#### RECORDS FOR THIS TASK ####
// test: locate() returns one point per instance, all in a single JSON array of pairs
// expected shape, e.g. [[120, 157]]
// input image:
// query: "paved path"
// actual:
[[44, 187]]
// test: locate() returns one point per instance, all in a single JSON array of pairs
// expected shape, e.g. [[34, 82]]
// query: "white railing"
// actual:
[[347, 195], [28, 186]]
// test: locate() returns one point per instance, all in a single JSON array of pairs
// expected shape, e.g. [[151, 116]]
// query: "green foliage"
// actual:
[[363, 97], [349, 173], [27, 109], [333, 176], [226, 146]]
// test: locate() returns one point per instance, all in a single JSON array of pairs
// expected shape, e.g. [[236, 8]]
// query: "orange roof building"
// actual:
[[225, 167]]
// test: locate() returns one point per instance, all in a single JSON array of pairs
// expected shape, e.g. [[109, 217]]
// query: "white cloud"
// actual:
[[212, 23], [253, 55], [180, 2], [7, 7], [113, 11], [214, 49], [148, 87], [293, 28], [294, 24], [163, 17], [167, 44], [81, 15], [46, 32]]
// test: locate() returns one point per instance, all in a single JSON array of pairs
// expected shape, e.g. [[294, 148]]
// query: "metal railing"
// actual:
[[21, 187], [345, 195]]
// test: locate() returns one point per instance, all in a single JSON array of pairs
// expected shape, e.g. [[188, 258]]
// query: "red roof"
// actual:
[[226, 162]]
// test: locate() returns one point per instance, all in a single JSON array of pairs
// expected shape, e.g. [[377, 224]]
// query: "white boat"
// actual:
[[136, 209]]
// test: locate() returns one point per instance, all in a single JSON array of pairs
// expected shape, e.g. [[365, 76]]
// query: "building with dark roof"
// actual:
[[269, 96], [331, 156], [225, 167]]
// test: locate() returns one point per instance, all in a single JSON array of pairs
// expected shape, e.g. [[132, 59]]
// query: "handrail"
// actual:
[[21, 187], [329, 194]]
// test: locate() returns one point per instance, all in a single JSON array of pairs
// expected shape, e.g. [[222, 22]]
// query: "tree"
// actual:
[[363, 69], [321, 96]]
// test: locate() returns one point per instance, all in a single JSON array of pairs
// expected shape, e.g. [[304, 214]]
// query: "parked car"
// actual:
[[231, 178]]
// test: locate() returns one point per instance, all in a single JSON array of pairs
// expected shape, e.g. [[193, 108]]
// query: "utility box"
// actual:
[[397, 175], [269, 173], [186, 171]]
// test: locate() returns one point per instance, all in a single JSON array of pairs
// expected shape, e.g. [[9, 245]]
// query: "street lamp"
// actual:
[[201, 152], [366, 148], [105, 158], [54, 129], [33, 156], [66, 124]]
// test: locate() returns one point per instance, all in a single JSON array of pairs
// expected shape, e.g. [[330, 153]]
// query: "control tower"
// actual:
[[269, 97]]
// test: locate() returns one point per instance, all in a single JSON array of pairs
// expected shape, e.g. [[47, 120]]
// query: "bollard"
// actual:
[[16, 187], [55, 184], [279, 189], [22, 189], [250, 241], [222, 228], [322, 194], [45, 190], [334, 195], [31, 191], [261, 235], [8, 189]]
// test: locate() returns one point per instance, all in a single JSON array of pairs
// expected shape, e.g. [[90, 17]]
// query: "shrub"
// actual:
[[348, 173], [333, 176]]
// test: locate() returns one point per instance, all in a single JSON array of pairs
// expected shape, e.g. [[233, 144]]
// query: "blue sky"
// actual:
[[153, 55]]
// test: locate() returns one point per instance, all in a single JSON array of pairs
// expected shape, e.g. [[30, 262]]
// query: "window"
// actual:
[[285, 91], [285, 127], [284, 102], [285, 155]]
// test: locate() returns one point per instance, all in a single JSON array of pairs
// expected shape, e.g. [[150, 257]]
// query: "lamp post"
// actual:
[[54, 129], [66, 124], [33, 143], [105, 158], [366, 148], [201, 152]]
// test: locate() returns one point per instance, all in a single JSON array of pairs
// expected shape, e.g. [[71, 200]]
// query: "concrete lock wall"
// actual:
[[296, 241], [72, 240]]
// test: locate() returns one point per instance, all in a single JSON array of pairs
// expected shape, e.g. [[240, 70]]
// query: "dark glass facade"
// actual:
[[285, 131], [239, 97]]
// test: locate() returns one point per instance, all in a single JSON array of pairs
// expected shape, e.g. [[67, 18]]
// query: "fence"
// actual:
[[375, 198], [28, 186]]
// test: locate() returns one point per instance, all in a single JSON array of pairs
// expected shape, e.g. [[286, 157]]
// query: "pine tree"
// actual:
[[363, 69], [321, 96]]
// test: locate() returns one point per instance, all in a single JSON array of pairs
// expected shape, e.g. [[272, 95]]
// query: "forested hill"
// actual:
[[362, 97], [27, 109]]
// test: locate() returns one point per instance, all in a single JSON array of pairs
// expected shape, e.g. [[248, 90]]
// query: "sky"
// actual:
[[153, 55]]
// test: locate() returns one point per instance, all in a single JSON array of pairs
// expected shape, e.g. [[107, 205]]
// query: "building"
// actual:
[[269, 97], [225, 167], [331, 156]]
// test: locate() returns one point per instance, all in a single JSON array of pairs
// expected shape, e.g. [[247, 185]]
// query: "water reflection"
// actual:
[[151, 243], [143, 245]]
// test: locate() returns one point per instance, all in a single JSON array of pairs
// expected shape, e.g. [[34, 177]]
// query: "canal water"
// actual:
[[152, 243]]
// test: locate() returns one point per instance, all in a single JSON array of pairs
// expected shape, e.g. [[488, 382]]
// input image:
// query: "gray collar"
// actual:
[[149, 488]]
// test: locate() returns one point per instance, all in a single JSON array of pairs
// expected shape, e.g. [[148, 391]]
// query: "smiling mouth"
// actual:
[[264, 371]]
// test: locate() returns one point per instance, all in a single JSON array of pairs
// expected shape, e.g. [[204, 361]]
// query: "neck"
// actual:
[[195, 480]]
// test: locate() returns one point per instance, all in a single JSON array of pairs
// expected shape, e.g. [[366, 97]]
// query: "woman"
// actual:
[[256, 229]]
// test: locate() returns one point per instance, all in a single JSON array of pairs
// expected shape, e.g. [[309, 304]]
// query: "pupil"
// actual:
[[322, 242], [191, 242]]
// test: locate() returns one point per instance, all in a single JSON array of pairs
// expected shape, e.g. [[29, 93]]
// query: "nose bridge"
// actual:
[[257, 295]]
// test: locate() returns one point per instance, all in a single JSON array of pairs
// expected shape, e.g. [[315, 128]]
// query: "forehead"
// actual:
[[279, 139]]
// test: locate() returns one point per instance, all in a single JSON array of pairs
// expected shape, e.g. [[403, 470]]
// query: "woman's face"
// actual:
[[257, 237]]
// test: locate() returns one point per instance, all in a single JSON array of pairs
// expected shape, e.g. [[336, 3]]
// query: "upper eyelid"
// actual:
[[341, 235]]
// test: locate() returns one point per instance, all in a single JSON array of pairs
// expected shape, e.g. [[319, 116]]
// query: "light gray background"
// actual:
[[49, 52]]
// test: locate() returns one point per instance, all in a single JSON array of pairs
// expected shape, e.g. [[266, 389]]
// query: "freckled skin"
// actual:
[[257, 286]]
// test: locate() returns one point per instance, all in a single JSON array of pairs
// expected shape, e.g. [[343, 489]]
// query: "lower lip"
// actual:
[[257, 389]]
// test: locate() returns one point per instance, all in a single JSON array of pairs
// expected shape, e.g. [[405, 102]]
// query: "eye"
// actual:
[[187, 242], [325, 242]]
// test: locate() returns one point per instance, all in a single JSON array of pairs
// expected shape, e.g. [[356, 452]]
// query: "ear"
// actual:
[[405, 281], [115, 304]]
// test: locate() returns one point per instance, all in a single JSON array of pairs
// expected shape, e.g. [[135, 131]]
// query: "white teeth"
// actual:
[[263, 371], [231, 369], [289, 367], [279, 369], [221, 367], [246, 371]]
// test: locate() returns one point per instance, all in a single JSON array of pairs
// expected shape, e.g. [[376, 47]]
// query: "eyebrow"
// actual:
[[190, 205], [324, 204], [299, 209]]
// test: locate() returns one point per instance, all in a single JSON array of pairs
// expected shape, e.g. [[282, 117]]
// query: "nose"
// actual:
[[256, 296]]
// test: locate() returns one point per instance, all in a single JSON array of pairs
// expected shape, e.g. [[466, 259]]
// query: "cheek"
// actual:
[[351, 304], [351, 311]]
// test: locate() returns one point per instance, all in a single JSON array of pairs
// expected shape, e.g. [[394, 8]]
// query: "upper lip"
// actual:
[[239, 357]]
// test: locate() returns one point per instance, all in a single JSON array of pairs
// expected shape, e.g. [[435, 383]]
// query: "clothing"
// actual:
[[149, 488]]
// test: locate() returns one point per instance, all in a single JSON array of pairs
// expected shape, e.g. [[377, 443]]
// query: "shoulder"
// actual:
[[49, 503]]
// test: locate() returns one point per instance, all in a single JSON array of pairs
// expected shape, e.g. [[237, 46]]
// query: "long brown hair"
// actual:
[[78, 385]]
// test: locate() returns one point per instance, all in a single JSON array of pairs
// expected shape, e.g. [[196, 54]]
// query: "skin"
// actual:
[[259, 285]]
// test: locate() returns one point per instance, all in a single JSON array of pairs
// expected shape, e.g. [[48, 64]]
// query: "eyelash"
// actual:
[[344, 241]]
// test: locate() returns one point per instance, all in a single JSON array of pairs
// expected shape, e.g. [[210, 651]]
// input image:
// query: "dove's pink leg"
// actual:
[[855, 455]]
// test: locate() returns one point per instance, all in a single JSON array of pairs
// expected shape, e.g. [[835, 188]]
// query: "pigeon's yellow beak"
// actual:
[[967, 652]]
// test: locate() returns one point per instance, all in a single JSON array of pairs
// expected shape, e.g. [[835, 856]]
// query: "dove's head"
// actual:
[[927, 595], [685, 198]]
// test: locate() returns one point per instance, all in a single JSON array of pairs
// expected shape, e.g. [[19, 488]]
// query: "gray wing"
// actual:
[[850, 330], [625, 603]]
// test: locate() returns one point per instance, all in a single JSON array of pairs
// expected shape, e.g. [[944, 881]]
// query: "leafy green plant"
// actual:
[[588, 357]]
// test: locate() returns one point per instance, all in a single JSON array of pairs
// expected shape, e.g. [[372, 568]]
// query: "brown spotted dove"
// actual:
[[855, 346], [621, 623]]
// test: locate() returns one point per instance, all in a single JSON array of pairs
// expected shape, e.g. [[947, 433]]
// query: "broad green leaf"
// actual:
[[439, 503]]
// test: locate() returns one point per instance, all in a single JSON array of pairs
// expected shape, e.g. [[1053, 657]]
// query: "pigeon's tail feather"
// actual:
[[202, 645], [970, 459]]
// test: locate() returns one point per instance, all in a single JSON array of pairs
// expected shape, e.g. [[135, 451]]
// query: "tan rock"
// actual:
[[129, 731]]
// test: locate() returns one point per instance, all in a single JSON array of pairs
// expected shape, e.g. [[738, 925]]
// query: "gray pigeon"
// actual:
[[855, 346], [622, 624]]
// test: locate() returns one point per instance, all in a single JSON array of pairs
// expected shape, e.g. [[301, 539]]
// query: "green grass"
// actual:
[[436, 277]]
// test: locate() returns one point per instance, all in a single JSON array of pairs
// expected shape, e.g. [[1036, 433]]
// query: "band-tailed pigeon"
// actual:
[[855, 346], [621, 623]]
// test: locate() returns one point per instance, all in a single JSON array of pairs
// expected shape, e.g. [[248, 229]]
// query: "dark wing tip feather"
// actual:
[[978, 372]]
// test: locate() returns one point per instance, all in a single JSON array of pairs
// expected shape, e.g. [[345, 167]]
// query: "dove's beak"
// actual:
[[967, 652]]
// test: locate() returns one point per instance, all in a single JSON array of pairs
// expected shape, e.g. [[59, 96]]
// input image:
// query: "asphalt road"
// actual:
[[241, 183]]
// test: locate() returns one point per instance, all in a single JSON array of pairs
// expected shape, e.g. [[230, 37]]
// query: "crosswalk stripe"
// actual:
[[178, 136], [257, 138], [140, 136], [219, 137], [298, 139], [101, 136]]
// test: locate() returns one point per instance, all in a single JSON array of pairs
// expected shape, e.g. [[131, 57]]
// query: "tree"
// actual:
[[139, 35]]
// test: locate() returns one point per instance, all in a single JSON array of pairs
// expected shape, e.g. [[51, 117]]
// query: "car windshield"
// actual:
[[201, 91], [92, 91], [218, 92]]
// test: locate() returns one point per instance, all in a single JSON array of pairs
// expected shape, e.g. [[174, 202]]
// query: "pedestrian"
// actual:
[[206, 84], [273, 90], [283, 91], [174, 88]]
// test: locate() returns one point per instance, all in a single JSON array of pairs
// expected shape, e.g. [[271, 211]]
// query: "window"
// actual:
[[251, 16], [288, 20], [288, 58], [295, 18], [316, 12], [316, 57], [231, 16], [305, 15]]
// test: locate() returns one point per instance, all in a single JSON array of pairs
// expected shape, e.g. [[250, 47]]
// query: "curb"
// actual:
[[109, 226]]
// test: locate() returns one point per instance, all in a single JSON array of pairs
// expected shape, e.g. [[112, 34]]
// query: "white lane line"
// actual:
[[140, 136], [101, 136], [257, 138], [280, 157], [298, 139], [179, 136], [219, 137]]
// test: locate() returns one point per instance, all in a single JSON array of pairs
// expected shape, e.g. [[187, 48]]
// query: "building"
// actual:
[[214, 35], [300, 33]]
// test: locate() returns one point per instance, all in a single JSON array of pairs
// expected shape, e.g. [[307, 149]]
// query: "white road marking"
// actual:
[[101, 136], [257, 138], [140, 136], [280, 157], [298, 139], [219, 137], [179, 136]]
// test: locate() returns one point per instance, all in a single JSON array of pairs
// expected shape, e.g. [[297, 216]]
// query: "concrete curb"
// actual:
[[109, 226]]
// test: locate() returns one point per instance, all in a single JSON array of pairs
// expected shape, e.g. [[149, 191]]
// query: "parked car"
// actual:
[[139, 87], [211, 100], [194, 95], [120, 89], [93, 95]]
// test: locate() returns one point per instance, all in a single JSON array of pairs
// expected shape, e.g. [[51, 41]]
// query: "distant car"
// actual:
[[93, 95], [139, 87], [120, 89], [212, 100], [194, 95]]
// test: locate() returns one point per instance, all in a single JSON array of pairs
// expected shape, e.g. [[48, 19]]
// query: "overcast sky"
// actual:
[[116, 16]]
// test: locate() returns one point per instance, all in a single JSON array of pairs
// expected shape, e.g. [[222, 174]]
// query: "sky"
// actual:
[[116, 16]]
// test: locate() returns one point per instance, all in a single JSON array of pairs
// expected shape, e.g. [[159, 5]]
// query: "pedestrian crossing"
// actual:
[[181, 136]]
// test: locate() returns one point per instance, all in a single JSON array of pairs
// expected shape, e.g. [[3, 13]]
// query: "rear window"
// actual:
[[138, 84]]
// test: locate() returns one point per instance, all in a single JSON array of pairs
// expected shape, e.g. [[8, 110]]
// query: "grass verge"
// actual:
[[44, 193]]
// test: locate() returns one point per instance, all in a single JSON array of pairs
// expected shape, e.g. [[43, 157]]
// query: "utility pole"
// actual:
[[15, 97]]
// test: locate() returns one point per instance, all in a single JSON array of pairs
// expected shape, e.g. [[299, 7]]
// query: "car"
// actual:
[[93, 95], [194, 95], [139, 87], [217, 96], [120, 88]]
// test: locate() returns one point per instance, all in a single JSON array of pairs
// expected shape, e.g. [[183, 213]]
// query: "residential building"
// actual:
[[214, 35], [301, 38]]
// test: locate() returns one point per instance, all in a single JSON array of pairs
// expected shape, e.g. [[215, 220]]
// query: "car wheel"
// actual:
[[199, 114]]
####
(OBJECTIVE): Could you lay out the lines from the start of the records through the line containing "[[363, 97], [349, 173], [27, 109], [333, 176], [226, 146]]", inclusive, as a numbered list with blank lines left out?

(TASK ANSWER):
1. // test: locate() returns one point per instance, all in a single JSON array of pairs
2. // expected shape, e.g. [[120, 157]]
3. // input image:
4. // query: "paved path"
5. // actual:
6. [[44, 187]]
7. // test: locate() returns one point per instance, all in a single JSON array of pairs
8. // expected shape, e.g. [[34, 82]]
9. // query: "white railing"
10. // actual:
11. [[347, 195], [28, 186]]
12. // test: locate() returns one point per instance, all in a single JSON array of pairs
13. // expected shape, e.g. [[151, 116]]
14. // query: "green foliage"
15. // actual:
16. [[363, 97], [349, 173], [27, 109], [333, 176], [226, 146]]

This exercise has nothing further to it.